Restate the entries below word for word, leaving nothing out.

Natural language region descriptions:
+--
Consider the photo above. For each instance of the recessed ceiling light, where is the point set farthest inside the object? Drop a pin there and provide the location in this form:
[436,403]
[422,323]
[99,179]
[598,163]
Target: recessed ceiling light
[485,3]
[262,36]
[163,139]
+--
### SOLUTION BELOW
Consider the photo above. For each instance of the recessed ceiling light, where is the point set farthest inside the object? Drop a pin there and provide the location in this form:
[436,403]
[422,323]
[99,179]
[598,163]
Target: recessed ceiling light
[485,3]
[262,36]
[163,139]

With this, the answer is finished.